Written instruction 1: Reproduce the passage of the post on data multi-tenancy below that opens with the words containing "Multi-tenant data approaches" and closes with "covering these topics.".

Excerpt provided:
Sunday, August 18, 2013

Data Multi-tenancy

Multi-tenancy
The term multi-tenancy in general is applied to software development to indicate an architecture in which a single running instance of an application simultaneously serves multiple clients (tenants). This is highly common in SaaS solutions.

Data Multi-tenancy
Isolating information (data, customizations, etc) pertaining to the various tenants is a particular challenge in these systems. This includes the data owned by each tenant stored in the database. It is this last piece, sometimes called multi-tenant data, on which we will focus.

Multi-tenant data approaches
There are 3 main approaches to isolating information in these multi-tenant systems which goes hand-in-hand with different database schema definitions and JDBC setups. Each approach has pros and cons as well as specific techniques and considerations. Multi-TenantData Architecture does a great job of covering these topics.

Separate database
Each tenant's data is kept in a physically separate database instance. JDBC Connections would point specifically to each database, so any pooling would be per-tenant. A general application approach here would be to define a JDBC Connection pool per-tenant and to select the pool to use based on the“tenant identifier” associated with the currently logged in user.

Separate schema
Each tenant's data is kept in a distinct database schema on a single database instance. There are 2 different ways to define JDBC Connections here:

  • Connections could point specifically to each schema, as we saw with the Separate databaseapproach. This is an option provided that the driver supports naming the default schema in the connection URL or if the pooling mechanism supports naming a schema to use for its Connections. Using this approach, we would have a distinct JDBC Connection pool per-tenant where the pool to use would be selected based on the “tenant identifier” associated with the currently logged in user.
  • Connections could point to the database itself (using some default schema) but the Connections would be altered using the SQL SET SCHEMA (or similar) command. Using this approach, we would have a single JDBC Connection pool for use to service all tenants, but before using the Connection it would be altered to reference the schema named by the “tenant identifier” associated with the currently logged in user.

Partitioned (discriminator) data
All data is kept in a single database schema. The data for each tenant is partitioned by the use of partition value or discriminator. The complexity of this discriminator might range from a simple column value to a complex SQL formula. Again, this approach would use a single Connection pool to service all tenants. However, in this approach the application needs to alter each and every SQL statement sent to the database to reference the “tenant identifier” discriminator.

Data Multi-tenancy in Hibernate
Using Hibernate with multi-tenant data comes down to both an API and then integration piece(s). As usual Hibernate strives to keep the API simple and isolated from any underlying integration complexities. The API is really just defined by passing the tenant identifier as part of opening any session.

Records for processing:
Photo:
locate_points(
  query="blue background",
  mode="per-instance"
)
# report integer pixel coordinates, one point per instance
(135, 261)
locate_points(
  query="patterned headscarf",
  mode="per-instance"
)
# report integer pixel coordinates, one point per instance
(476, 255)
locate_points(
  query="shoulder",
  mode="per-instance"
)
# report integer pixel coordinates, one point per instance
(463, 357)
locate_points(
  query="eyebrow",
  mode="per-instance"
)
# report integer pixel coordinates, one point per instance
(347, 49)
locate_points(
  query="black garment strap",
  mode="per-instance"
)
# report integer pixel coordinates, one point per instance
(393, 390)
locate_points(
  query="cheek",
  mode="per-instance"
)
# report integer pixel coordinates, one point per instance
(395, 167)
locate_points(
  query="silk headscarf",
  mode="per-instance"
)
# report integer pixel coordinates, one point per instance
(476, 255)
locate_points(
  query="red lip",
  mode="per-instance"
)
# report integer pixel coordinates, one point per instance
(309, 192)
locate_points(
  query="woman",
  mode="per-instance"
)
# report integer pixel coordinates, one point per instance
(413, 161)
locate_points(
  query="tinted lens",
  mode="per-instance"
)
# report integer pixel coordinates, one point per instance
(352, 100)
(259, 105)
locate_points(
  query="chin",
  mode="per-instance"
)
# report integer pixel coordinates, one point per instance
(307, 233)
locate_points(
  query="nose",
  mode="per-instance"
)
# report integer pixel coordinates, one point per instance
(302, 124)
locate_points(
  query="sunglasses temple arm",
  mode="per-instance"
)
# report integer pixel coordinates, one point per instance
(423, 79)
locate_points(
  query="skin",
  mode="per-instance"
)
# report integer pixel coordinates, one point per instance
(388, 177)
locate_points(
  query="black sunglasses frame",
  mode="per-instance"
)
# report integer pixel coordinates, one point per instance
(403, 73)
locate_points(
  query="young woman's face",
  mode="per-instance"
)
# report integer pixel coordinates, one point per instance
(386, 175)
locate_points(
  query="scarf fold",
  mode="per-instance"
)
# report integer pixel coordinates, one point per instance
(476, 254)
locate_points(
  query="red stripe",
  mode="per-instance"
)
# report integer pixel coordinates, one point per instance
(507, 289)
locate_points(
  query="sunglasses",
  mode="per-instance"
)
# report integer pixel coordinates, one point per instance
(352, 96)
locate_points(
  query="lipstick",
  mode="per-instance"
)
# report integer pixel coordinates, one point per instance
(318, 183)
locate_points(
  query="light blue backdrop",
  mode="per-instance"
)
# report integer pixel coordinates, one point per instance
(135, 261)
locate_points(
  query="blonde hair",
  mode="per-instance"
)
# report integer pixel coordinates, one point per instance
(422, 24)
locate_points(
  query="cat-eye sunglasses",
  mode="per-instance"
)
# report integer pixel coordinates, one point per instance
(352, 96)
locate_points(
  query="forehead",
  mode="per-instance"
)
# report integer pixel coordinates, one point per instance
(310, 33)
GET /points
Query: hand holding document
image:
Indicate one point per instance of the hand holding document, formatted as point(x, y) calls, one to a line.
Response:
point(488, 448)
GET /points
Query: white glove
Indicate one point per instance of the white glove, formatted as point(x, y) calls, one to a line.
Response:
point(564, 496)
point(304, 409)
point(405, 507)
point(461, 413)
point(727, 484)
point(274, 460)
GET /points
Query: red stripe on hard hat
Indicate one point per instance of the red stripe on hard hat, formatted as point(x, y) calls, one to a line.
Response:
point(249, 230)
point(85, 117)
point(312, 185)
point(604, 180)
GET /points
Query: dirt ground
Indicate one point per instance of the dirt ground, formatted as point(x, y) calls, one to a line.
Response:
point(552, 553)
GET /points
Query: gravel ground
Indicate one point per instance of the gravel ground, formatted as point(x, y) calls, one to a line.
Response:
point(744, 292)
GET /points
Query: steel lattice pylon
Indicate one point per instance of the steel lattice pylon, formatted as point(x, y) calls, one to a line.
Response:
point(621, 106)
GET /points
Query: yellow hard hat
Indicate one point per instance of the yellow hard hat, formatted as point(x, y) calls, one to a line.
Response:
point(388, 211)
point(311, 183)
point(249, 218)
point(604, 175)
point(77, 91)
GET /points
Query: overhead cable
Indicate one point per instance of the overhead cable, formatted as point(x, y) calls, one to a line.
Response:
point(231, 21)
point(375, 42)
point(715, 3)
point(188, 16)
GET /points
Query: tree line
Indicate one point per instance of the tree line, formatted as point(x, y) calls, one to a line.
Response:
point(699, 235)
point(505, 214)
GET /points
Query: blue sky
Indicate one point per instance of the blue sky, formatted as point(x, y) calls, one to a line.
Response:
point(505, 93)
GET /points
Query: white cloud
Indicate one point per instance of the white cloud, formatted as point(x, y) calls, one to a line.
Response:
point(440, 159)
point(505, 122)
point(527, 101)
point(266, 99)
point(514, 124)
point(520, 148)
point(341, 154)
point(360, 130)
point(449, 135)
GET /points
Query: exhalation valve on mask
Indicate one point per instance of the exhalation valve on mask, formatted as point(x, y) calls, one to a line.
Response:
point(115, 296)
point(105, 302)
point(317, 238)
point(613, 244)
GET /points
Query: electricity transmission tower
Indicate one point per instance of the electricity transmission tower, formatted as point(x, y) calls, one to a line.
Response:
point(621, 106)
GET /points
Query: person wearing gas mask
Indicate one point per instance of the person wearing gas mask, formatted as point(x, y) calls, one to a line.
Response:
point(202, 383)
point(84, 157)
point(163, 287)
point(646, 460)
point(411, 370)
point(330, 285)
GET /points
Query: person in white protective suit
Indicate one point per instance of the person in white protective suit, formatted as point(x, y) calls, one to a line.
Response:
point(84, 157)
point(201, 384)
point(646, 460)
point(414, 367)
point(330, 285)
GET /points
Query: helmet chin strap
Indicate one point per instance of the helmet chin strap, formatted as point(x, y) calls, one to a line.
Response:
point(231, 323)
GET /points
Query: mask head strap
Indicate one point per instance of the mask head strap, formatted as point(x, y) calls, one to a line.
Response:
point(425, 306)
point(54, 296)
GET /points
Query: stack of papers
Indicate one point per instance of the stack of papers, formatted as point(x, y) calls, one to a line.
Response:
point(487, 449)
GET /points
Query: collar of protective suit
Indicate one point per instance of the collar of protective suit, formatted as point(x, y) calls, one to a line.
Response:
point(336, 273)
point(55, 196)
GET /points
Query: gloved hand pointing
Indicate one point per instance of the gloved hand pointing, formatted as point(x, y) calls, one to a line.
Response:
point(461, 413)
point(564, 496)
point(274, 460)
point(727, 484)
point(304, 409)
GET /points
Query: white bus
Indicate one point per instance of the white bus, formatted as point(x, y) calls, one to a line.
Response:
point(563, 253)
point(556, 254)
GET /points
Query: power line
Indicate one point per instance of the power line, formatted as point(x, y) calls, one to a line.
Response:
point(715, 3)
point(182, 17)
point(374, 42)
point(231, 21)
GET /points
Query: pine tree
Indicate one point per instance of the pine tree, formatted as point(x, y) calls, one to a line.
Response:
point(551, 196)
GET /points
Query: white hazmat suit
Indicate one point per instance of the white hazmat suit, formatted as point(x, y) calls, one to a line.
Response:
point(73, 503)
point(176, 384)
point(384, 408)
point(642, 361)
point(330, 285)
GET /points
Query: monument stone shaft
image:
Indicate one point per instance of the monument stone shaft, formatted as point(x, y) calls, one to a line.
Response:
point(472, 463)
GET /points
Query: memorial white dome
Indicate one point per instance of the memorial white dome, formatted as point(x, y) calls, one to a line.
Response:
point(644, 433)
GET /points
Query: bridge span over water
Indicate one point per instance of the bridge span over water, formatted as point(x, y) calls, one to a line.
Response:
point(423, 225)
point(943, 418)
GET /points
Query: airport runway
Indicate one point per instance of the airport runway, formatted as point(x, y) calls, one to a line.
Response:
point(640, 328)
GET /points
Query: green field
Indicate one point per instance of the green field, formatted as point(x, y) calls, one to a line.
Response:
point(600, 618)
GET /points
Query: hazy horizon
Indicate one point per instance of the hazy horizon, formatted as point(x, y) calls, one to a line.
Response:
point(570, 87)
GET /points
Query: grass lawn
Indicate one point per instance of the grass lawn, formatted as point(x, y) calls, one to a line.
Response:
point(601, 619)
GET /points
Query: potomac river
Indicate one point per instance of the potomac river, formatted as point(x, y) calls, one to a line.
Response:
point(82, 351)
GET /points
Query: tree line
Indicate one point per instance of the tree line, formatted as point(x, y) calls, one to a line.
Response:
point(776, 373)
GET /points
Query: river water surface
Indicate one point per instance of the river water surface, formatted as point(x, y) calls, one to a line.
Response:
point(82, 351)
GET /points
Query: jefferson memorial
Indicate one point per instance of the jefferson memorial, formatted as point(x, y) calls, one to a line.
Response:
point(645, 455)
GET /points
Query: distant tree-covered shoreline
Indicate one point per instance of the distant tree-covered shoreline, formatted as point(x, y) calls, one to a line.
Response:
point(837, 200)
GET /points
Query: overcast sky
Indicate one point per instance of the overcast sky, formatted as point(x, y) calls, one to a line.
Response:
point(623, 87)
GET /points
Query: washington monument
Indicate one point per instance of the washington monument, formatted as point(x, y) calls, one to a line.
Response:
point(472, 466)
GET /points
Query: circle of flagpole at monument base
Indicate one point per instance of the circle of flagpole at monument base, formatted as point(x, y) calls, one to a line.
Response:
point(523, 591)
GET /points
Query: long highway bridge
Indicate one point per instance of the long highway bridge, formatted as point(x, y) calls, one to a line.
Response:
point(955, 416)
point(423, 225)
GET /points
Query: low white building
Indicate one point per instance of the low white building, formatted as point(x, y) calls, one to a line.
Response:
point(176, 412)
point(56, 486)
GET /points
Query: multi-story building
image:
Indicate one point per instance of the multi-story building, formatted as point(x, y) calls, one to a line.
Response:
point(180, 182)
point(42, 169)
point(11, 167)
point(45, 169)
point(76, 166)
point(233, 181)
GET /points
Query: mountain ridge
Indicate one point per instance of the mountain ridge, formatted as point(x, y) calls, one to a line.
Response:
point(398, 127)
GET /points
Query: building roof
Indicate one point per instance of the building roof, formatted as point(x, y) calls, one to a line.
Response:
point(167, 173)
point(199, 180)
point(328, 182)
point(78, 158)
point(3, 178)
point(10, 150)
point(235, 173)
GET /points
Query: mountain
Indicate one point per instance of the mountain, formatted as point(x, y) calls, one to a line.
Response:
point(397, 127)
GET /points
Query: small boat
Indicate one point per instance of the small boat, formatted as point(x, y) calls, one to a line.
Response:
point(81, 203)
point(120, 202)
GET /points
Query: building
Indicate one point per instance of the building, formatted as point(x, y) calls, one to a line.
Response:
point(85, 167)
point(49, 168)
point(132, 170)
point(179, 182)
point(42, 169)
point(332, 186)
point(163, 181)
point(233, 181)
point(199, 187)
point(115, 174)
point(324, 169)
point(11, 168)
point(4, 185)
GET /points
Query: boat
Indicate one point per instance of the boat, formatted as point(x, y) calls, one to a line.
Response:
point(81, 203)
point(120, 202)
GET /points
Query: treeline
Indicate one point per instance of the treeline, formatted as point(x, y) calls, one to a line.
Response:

Written instruction 2: List every line of the listing above that contains the string "mountain", matching case.

Correct output 1:
Multi-tenant data approaches
There are 3 main approaches to isolating information in these multi-tenant systems which goes hand-in-hand with different database schema definitions and JDBC setups. Each approach has pros and cons as well as specific techniques and considerations. Multi-TenantData Architecture does a great job of covering these topics.

Correct output 2:
Query: mountain ridge
Indicate one point per instance of the mountain ridge, formatted as point(x, y) calls, one to a line.
Query: mountain
Indicate one point per instance of the mountain, formatted as point(x, y) calls, one to a line.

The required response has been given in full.